**Activity**
Read the entries that follow and give each one again precisely.
(Provided information Opens)
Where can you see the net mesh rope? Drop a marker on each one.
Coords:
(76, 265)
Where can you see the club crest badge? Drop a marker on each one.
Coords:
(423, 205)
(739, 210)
(Provided information Closes)
**Your solution**
Where can you see the net mesh rope? Drop a marker on each one.
Coords:
(76, 265)
Where can you see the club crest badge? Drop a marker on each one.
Coords:
(423, 205)
(739, 210)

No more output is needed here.